Begin
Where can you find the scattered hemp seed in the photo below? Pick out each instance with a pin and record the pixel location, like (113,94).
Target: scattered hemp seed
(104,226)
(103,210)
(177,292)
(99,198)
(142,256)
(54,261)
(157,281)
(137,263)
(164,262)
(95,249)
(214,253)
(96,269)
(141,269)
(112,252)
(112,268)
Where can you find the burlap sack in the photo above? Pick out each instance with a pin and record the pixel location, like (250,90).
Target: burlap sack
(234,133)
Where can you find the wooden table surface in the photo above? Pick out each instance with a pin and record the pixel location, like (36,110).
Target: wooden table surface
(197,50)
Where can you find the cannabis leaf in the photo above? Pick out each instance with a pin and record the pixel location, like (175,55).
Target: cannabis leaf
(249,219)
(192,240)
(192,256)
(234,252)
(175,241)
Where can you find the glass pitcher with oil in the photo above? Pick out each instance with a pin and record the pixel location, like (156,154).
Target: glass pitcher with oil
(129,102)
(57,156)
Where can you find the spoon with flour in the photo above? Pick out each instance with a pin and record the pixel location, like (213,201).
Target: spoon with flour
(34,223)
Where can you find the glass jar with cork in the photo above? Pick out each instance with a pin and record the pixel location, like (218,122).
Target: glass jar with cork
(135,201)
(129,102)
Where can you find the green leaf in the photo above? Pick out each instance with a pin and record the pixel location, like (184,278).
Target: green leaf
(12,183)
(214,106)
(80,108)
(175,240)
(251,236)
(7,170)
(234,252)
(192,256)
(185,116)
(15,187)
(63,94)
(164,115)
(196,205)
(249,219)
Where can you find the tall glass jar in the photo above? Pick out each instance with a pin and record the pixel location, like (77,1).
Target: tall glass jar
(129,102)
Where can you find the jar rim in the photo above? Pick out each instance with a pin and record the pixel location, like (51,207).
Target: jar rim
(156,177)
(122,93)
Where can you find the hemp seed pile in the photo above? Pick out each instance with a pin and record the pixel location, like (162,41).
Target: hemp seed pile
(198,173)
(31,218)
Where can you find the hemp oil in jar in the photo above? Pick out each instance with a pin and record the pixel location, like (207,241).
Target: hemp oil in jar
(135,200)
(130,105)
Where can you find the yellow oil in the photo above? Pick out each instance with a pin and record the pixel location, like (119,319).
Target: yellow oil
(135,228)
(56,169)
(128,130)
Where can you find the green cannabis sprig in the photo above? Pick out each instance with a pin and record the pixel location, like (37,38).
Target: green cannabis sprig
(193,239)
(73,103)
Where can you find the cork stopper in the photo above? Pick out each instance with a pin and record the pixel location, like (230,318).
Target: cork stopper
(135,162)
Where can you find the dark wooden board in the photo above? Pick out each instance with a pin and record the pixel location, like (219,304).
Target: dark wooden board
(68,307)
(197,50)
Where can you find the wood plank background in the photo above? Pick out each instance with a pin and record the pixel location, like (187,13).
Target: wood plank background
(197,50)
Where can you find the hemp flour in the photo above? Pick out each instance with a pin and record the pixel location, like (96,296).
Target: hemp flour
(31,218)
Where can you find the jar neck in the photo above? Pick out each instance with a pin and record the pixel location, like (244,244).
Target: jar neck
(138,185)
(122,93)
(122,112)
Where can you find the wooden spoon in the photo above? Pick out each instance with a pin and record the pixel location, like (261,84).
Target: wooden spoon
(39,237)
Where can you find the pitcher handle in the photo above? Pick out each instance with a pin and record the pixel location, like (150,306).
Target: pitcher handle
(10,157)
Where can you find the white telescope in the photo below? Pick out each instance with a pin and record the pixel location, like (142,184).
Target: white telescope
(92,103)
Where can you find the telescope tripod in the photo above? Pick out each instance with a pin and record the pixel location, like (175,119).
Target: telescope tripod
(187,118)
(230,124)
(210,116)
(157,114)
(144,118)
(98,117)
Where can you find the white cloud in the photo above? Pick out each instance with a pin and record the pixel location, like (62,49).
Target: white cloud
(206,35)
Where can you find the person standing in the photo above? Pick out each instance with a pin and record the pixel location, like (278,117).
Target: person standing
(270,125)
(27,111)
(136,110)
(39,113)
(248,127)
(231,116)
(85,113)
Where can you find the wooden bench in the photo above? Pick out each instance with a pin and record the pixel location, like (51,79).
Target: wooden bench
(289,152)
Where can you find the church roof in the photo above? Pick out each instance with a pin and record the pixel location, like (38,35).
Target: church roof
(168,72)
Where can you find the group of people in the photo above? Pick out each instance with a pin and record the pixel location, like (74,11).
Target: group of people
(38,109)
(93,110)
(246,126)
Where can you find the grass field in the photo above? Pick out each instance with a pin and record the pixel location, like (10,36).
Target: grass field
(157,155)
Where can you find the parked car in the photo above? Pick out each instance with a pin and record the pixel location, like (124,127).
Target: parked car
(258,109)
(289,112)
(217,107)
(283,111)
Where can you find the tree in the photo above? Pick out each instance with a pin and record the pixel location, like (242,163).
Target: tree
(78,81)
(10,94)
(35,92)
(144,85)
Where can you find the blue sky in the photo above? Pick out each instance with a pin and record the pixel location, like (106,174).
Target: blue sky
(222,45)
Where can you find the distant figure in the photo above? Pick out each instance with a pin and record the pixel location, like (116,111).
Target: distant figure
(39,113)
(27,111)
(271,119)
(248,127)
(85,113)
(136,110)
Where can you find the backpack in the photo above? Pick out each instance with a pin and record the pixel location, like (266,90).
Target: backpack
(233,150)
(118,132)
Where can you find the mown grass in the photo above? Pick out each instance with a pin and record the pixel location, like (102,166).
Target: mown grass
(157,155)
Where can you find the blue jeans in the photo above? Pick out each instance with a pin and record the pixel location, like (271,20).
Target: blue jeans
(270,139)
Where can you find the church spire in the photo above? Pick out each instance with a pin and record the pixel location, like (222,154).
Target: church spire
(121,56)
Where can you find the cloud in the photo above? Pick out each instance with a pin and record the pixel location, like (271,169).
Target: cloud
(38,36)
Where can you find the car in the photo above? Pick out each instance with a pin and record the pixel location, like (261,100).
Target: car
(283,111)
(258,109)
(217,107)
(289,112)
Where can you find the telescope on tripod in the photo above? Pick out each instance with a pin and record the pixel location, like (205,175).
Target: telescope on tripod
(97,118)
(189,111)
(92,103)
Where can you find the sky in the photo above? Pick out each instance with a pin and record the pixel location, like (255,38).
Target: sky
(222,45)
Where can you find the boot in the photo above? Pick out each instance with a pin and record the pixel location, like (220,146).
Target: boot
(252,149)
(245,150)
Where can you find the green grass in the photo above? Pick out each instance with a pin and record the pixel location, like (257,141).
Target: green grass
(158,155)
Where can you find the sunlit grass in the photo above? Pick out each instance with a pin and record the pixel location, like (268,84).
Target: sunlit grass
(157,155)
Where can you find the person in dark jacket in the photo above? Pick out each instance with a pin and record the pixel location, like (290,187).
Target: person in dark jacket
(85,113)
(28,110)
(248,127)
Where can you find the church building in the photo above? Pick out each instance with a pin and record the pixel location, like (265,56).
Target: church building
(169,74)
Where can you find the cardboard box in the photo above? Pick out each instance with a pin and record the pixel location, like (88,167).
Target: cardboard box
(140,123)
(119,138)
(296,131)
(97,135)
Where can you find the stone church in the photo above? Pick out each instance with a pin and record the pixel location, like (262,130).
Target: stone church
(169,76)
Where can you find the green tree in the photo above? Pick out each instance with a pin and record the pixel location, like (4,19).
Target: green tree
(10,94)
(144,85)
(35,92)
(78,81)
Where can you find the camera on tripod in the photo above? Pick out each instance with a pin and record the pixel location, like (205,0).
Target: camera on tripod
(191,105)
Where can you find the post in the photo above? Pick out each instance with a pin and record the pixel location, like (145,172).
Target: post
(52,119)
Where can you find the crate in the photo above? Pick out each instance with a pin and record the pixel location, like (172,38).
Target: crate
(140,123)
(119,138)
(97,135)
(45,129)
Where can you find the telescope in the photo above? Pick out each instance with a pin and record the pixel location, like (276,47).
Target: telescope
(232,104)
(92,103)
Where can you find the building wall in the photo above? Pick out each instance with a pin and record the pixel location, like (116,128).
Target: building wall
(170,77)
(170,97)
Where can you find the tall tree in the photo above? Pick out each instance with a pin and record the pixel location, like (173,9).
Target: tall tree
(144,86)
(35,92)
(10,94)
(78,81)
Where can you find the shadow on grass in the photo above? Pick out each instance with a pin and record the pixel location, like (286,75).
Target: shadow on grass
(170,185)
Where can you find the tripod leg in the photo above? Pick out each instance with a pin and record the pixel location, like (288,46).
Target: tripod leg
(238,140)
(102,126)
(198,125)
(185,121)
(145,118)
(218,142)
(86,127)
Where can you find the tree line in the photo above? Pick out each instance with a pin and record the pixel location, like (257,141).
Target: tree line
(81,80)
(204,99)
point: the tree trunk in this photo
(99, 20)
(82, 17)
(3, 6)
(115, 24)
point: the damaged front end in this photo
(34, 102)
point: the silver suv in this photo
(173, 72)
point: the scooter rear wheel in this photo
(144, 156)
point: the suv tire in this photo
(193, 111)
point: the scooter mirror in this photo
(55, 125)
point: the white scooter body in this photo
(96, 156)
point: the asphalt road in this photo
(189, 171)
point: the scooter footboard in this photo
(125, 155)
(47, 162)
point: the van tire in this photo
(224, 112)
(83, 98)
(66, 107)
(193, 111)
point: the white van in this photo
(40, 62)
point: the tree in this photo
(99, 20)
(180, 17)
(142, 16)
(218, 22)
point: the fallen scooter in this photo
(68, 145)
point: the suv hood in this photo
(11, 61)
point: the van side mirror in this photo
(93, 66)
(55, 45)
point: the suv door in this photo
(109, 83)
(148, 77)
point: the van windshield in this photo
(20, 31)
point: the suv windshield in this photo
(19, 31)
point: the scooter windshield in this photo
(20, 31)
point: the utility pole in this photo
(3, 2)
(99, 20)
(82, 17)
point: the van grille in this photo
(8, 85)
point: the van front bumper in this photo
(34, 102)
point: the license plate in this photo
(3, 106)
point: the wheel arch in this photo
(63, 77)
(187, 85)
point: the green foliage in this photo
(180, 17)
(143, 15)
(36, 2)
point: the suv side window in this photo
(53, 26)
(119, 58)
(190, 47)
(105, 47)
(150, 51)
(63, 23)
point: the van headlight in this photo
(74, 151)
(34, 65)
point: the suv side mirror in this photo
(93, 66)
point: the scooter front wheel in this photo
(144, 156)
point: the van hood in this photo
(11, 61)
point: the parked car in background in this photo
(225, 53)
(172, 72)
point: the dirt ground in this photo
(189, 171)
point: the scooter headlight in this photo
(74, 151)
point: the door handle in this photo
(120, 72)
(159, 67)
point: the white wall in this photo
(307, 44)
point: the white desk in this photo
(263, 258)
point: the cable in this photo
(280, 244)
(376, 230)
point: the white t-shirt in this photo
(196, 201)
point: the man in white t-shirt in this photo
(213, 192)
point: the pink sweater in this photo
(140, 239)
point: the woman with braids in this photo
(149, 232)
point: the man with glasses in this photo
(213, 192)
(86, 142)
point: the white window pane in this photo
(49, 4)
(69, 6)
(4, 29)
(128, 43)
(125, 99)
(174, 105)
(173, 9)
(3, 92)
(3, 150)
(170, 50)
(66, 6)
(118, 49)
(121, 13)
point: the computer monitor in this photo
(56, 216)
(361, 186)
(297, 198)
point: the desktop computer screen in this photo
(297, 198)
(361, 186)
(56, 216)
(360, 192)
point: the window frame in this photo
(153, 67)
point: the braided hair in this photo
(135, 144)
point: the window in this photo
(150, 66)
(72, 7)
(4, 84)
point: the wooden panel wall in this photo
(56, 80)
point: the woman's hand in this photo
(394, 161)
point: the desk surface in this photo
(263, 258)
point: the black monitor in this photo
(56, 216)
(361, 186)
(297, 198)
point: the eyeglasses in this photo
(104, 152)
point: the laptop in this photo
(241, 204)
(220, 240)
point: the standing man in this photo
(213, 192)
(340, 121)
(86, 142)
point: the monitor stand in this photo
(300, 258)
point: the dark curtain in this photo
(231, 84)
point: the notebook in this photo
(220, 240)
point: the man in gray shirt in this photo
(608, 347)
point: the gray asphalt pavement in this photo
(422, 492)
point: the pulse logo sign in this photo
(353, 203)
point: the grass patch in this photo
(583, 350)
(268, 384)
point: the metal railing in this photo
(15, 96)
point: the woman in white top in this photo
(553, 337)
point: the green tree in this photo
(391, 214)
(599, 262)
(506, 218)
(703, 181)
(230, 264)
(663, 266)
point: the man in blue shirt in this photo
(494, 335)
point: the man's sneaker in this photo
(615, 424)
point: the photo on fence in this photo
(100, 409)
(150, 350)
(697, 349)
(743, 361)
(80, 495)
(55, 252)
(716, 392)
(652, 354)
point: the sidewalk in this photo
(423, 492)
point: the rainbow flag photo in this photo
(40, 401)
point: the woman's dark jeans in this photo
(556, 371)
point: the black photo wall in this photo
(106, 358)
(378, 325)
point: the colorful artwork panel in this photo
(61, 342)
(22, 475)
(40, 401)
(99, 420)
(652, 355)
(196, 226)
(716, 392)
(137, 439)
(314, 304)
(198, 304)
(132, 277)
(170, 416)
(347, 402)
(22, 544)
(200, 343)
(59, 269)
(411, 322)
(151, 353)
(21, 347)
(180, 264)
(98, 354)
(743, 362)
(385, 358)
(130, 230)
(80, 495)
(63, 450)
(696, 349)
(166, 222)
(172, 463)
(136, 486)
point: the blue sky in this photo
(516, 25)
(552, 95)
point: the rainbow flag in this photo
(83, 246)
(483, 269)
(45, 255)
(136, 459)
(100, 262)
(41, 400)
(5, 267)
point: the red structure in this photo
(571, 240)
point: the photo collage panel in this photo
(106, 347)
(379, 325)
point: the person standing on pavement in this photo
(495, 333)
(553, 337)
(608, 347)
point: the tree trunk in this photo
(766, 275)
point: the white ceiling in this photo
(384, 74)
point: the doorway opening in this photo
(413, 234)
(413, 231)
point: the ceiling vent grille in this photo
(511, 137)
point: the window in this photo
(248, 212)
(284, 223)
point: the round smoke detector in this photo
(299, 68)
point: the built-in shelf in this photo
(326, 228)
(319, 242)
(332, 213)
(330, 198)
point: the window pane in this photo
End
▸ **INSTRUCTION**
Write out, word for word, the lines starting with the one that contains "point: the ceiling vent grille in this photo" and running through the end of the items, both ends included.

▸ **COMPLETE RESPONSE**
point: the ceiling vent grille in this photo
(511, 137)
point: the window in this photo
(248, 212)
(284, 223)
point: the round smoke detector in this photo
(299, 68)
point: the built-in shelf in this photo
(326, 228)
(319, 242)
(332, 213)
(330, 198)
point: the window pane in this photo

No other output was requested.